(Excerpts of pointing data)
┌──

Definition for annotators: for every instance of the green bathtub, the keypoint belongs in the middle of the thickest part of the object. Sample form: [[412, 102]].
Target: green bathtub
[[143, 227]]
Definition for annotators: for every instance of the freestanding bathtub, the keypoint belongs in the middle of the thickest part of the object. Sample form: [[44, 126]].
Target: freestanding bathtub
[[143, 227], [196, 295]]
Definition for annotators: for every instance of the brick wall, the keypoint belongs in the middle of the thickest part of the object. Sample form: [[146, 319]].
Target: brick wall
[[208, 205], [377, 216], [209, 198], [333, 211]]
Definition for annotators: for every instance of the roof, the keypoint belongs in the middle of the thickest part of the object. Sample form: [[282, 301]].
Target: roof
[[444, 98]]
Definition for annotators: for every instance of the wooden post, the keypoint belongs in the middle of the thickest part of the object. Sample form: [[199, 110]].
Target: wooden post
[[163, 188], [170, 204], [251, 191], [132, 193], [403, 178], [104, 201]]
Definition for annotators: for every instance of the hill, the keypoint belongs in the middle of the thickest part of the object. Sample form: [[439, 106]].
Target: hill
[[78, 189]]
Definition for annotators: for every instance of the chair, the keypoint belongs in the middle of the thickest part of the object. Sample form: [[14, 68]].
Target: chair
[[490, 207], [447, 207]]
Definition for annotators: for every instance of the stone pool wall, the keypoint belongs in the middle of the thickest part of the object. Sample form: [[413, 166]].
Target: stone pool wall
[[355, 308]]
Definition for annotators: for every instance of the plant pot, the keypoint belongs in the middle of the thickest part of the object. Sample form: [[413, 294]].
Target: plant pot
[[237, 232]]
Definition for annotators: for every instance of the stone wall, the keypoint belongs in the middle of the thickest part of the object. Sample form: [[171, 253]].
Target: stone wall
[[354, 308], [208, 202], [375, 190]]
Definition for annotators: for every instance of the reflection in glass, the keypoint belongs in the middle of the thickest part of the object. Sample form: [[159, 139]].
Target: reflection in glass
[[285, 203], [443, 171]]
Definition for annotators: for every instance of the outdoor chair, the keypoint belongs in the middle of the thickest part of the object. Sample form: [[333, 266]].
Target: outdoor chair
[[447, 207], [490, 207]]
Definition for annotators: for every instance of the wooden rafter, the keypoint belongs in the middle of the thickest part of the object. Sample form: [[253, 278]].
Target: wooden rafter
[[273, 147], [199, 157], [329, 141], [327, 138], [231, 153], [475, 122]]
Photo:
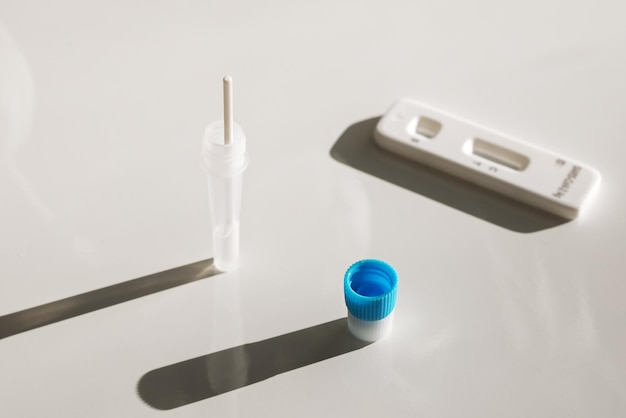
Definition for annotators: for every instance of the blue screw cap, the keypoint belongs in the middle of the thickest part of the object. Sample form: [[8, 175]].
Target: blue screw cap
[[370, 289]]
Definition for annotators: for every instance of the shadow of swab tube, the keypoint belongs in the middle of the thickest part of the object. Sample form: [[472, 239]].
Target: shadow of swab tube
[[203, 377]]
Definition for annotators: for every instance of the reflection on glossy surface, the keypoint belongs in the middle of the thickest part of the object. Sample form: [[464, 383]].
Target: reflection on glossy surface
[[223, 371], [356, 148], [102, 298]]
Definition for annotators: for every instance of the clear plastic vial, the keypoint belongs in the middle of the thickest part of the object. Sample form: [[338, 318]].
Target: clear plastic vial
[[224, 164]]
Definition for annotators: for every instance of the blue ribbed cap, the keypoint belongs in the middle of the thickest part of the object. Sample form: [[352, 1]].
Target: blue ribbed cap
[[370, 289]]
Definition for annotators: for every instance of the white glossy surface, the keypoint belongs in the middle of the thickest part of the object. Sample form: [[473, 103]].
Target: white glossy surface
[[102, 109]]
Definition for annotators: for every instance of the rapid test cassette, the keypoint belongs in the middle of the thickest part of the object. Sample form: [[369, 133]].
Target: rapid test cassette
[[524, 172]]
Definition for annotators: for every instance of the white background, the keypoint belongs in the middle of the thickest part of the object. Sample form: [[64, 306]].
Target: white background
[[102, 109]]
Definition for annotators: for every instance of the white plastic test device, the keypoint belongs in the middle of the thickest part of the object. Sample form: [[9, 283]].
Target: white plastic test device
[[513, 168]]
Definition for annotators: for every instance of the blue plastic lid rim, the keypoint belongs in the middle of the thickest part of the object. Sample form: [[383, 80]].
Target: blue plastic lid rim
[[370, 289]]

└──
┌──

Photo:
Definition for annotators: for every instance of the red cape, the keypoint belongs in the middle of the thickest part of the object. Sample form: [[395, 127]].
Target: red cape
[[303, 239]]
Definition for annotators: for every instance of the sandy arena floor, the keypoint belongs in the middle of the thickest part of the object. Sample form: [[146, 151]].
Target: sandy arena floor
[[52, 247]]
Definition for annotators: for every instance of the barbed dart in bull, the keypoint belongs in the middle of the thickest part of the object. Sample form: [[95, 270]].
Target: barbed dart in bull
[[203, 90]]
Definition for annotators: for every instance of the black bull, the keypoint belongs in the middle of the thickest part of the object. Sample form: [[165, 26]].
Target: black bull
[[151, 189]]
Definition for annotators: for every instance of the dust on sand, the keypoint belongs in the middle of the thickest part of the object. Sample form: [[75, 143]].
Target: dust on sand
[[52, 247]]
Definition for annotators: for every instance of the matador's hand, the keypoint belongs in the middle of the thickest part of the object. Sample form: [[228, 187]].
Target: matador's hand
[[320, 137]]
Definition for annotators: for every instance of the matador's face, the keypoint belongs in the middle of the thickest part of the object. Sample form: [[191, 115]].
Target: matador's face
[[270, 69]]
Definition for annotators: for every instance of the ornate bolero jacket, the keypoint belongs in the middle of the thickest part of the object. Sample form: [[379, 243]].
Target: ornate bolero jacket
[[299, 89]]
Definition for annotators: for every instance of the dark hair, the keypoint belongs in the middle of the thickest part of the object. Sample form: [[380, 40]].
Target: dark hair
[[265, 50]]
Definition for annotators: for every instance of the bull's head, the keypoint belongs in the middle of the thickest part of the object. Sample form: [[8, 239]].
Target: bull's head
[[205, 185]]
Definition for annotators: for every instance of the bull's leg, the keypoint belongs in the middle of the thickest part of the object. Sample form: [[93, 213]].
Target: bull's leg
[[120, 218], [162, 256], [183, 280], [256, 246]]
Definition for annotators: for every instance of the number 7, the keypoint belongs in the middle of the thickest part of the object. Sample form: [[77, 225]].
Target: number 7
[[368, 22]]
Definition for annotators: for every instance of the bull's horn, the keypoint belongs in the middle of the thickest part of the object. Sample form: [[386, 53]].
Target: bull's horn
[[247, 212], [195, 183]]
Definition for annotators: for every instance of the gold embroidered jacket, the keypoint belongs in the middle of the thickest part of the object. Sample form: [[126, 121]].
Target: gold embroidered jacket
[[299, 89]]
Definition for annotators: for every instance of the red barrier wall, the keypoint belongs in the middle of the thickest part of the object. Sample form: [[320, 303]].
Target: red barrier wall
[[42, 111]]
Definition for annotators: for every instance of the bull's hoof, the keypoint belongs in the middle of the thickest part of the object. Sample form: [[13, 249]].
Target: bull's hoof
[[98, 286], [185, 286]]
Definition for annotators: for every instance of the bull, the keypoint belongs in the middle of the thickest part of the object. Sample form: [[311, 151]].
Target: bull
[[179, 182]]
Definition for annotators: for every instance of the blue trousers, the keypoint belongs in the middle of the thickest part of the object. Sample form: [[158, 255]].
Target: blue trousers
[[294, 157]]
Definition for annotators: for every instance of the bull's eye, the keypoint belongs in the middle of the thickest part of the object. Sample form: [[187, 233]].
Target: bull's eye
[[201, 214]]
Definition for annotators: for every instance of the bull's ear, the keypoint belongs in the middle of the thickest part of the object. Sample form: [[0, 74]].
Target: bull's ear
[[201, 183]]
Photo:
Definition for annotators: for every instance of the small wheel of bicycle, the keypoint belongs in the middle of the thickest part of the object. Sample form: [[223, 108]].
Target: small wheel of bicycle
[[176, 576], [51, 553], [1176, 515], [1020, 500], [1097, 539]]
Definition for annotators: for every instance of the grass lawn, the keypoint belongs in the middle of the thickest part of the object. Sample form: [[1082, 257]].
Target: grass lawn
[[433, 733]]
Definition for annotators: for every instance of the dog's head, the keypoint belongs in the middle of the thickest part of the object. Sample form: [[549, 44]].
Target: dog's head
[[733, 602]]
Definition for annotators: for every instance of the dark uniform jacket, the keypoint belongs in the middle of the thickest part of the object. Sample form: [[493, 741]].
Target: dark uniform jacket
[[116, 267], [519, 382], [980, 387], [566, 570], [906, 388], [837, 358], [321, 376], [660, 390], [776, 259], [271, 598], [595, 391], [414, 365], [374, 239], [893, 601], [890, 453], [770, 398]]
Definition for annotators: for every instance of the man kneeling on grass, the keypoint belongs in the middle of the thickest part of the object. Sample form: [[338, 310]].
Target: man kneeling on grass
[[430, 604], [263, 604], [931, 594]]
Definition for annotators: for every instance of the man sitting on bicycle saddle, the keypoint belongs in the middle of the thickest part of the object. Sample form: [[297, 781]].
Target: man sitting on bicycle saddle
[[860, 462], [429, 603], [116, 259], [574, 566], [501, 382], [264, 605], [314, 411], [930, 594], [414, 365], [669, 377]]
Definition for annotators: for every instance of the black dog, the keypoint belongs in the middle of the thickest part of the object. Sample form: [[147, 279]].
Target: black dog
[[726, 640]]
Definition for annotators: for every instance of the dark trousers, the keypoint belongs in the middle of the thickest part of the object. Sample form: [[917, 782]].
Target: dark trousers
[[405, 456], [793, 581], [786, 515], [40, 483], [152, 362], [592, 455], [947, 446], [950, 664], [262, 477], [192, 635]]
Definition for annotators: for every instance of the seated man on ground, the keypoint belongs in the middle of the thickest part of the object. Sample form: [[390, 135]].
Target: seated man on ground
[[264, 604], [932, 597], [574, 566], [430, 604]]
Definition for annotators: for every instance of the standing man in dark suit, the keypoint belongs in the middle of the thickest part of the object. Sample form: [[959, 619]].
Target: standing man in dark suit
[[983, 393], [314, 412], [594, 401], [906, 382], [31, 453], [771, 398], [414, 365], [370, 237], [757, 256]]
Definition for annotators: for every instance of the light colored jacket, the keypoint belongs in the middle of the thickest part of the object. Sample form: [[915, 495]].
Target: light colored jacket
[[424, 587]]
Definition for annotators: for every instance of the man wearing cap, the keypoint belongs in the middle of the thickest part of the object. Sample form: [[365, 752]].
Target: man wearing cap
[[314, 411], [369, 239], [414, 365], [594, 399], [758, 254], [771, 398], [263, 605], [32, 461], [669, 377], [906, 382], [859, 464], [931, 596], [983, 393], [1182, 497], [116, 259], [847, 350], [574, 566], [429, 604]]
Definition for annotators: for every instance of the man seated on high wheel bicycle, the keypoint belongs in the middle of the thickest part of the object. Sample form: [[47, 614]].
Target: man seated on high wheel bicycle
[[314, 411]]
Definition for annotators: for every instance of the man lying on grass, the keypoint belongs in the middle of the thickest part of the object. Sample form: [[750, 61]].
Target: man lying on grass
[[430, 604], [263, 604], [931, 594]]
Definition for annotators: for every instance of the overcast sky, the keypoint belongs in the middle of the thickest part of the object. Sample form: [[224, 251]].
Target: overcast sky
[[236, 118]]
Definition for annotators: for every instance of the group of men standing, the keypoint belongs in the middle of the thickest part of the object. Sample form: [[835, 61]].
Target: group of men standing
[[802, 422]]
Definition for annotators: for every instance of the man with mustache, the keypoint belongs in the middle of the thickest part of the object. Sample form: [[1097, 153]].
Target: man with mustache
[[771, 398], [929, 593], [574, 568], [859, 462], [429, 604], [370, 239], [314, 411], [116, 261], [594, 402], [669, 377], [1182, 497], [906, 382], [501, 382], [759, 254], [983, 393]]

└──
┌──

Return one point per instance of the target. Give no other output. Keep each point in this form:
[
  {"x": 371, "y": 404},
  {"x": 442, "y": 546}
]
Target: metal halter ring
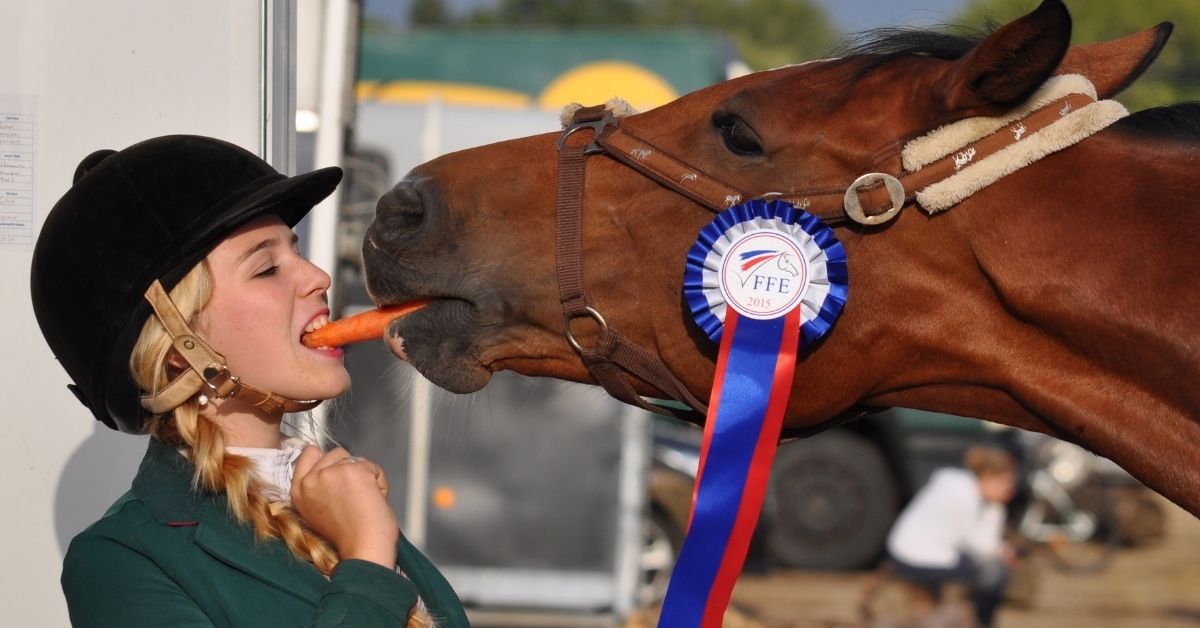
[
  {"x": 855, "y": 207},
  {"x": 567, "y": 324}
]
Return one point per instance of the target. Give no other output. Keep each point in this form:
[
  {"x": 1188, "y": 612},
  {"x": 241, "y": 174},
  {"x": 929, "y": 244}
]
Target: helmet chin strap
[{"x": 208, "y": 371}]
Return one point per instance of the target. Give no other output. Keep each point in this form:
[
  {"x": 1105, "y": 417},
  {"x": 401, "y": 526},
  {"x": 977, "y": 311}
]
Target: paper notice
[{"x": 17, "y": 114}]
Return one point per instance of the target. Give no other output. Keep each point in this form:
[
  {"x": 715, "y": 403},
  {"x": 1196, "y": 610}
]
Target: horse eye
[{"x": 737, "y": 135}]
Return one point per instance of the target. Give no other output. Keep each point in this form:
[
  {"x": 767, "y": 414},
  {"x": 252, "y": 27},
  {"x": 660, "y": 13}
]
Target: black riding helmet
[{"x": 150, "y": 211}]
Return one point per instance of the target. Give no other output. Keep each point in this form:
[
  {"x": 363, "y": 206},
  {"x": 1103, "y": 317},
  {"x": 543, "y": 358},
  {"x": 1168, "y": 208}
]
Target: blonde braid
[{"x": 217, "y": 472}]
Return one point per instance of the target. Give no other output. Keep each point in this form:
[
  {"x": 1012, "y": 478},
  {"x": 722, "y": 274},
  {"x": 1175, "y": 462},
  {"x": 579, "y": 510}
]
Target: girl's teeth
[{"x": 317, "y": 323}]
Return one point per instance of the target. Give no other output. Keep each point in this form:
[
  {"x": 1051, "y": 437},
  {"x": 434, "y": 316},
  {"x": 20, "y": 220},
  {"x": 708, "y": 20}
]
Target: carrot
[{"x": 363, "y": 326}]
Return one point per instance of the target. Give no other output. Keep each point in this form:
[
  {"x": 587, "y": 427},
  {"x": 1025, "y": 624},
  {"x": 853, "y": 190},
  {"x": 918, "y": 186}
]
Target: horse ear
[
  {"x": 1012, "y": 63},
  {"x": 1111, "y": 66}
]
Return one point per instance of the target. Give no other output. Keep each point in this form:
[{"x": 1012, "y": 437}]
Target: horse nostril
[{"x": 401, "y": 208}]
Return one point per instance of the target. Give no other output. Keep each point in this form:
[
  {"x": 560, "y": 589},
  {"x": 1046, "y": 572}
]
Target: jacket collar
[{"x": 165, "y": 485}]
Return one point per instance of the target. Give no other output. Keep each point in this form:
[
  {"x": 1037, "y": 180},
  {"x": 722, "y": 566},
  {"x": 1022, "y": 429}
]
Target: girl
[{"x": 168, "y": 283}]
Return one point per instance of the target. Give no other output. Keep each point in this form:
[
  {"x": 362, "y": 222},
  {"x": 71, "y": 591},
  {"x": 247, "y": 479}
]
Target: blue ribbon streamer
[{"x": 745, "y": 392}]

└──

▶ [Directions for this task]: Retype the rows from the line with "Definition for annotators: for every instance of the green" to the line with "178], [104, 201]]", copying every character as it stands.

▶ [Result for this task]:
Definition for annotators: for every instance of the green bathtub, the keypoint belongs in the middle of the thickest part of the object. Sample form: [[412, 102]].
Target: green bathtub
[[143, 227]]
Definition for annotators: for every instance of the freestanding bathtub, the keypoint belongs in the middle of the thickest part of the object. Sample form: [[44, 126]].
Target: freestanding bathtub
[[143, 227], [196, 295]]
Definition for annotators: for every instance of the brick wall, the keypoint belongs in the middle of the thickest part of the object. Sample form: [[146, 319]].
Target: brick wall
[[208, 205], [377, 216], [209, 198], [333, 211]]
Definition for annotators: for every instance of the roof, the keypoint belongs in the middle of the thickest part of the object. Sample form: [[282, 301]].
Target: roof
[[444, 98]]
Definition for annotators: for every instance of the wooden post, the keypoint belongs in the middle of the thickest part of the object. Sample form: [[199, 110]].
Target: wooden post
[[163, 188], [170, 204], [251, 191], [132, 193], [403, 178], [104, 201]]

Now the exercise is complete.